Work to complete: Would you restate each entry word for word, omitting the pictures?

··· Records supplied

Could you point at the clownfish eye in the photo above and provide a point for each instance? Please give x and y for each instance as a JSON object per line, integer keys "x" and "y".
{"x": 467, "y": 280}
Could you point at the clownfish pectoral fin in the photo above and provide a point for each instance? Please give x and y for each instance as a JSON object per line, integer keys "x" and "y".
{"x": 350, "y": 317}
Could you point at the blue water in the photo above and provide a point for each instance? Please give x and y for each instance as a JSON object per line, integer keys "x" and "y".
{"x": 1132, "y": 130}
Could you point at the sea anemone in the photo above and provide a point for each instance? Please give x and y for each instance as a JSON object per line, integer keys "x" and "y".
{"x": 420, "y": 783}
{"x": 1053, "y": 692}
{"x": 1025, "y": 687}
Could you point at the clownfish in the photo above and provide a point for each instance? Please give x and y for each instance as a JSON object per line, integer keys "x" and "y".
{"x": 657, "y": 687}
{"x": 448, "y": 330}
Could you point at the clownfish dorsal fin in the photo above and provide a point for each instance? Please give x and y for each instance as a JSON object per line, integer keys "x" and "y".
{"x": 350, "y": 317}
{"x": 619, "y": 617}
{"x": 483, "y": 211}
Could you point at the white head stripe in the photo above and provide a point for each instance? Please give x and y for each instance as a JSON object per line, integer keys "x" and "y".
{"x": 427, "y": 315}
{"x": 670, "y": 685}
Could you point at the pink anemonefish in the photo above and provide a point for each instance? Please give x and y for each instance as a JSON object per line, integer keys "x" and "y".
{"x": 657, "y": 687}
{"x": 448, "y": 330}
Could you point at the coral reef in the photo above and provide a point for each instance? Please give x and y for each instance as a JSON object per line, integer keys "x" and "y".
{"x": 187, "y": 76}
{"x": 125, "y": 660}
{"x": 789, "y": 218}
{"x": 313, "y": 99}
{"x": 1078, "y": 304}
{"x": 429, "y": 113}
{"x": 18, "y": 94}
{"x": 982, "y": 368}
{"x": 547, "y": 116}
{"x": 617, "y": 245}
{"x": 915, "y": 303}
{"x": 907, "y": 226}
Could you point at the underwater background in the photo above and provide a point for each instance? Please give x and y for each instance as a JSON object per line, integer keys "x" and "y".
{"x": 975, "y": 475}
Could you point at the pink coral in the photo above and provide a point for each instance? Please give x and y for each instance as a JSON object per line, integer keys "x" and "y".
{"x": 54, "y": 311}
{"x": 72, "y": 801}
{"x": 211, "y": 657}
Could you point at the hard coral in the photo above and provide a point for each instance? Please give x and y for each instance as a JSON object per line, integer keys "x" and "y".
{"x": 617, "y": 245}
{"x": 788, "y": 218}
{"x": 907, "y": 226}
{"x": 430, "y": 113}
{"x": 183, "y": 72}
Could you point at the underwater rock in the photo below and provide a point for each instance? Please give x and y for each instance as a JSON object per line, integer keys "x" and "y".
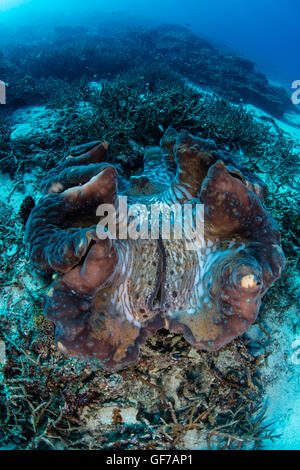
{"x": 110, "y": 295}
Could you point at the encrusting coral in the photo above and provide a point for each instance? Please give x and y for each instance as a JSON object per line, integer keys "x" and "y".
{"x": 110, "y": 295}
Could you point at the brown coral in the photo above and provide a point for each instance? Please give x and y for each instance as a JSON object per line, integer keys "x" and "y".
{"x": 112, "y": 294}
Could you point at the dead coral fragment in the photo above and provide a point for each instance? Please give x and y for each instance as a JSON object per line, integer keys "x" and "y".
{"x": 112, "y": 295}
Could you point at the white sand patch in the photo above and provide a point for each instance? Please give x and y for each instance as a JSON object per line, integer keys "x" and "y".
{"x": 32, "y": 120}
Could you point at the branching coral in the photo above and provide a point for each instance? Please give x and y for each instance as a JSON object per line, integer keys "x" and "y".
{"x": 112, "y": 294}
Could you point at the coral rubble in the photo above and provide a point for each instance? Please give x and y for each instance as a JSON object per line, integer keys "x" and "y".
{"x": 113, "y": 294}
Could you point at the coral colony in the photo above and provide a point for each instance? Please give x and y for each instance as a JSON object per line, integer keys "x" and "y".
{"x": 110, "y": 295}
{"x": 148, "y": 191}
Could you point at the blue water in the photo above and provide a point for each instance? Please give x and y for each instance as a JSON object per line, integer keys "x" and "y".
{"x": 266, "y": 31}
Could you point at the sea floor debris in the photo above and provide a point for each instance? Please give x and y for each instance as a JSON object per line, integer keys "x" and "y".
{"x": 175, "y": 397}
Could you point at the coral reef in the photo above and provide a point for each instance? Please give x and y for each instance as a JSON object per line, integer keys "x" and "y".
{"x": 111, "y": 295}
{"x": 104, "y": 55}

······

Reply:
Could you point at the clownfish eye in the photo above and provide a point for each instance? Please give x and y for each instance as a JSON object per line, integer keys "x" and "y".
{"x": 467, "y": 280}
Could you point at the clownfish pectoral fin in the photo above and provide a point for each instance? Please give x and y for each instance as a JSON object per line, integer keys "x" and "y".
{"x": 350, "y": 317}
Could you point at the blue water in the photo above and provide a point for each instance? Please give x and y for each instance as a JSON object per line, integer keys "x" and "y".
{"x": 1132, "y": 130}
Could you point at the sea anemone in the photo above and provide a point for each instance? Please give x and y for each instance as a JSON object per line, integer keys "x" and "y".
{"x": 420, "y": 783}
{"x": 1053, "y": 692}
{"x": 1025, "y": 687}
Could you point at the clownfish in the photo above and provide a point for each instance? Please give x and y for each instance as a JSON object per line, integer keys "x" and "y".
{"x": 657, "y": 687}
{"x": 448, "y": 330}
Could you point at the clownfish dorsal fin in the photo above and provide a point for each instance? Please give x and y for each instance as a JSON object per line, integer keys "x" and "y".
{"x": 350, "y": 317}
{"x": 619, "y": 617}
{"x": 483, "y": 211}
Could you point at the white head stripe in the photo above and provide a point for each instance? Please give x and y for each instance as a JSON object per line, integer keys "x" and "y".
{"x": 427, "y": 315}
{"x": 670, "y": 685}
Could you point at the pink anemonefish in the photo above and provide a point for each instance? Please give x and y for each instance as a JSON object per line, integer keys "x" and "y".
{"x": 657, "y": 687}
{"x": 448, "y": 330}
Could you point at the coral reef in the photo above and provide a point for each instance? Please give x and y for each instance as a JSON object per line, integer keys "x" and "y".
{"x": 187, "y": 76}
{"x": 125, "y": 660}
{"x": 789, "y": 218}
{"x": 313, "y": 99}
{"x": 1078, "y": 304}
{"x": 429, "y": 113}
{"x": 18, "y": 94}
{"x": 982, "y": 368}
{"x": 547, "y": 116}
{"x": 617, "y": 245}
{"x": 915, "y": 303}
{"x": 907, "y": 226}
Could you point at the underwater background in the photo above and provide a point for each instance? Please give x and y for each instance as a JSON object per line, integer keys "x" and "y".
{"x": 975, "y": 475}
Could you point at the pink coral in the photo above and provide a point for each instance? Please give x and y for each instance as a JSON object per line, integer keys "x" and "y".
{"x": 54, "y": 311}
{"x": 72, "y": 801}
{"x": 211, "y": 657}
Could you point at the hard coral in the photo above and provide a point for each instance? Please give x and y for each instance as a JSON object per line, integer keys "x" and "y".
{"x": 617, "y": 245}
{"x": 788, "y": 218}
{"x": 907, "y": 226}
{"x": 430, "y": 113}
{"x": 183, "y": 72}
Could you point at the underwater rock in the photo below and provide a point for each instance? Please give x and y for each instance as a JSON object per line, integer keys "x" and "y".
{"x": 110, "y": 295}
Could you point at the encrusting coral in the photo above and provide a point for each instance? Please give x and y for each instance as a JSON object per line, integer keys "x" and "y".
{"x": 110, "y": 295}
Could you point at the brown coral in the photo above and provide a point for each instance? Please give x and y for each instance as a JSON object per line, integer keys "x" and "y".
{"x": 112, "y": 294}
Could you point at the dead coral fragment in the photo above and provide a point for each instance? Please give x and y for each instance as a JSON object per line, integer keys "x" and "y".
{"x": 112, "y": 295}
Could you point at the white sand patch in the photo above and provide a point for each instance? Please give x and y for each instance as a JSON object per line, integer keys "x" and "y".
{"x": 32, "y": 120}
Could you point at the branching coral in the photo above and provide a point for each instance? Please give x and y for each instance as a JSON object per line, integer keys "x" and "y".
{"x": 112, "y": 294}
Could you point at the coral rubble in the photo above and provide a point for each instance? Please give x and y for each instance as a JSON object per line, integer keys "x" and "y".
{"x": 113, "y": 294}
Could you point at the coral colony in the photo above and provide a point for each instance? Please give x and y for each instance as a JSON object per line, integer keys "x" and "y".
{"x": 110, "y": 295}
{"x": 148, "y": 191}
Could you point at the blue water in the photo above and provide a point for each instance? Please give x and y for each instance as a JSON object per line, integer keys "x" and "y".
{"x": 266, "y": 31}
Could you point at the sea floor debris in the photo above and provide a point for each instance? Please give x and y for each instance as a JSON object per line, integer keys "x" and "y".
{"x": 175, "y": 397}
Could you point at the coral reef in the photo above and provide a point for each instance? Please give x and y for each instance as a JSON object per line, integer keys "x" and "y".
{"x": 111, "y": 295}
{"x": 104, "y": 55}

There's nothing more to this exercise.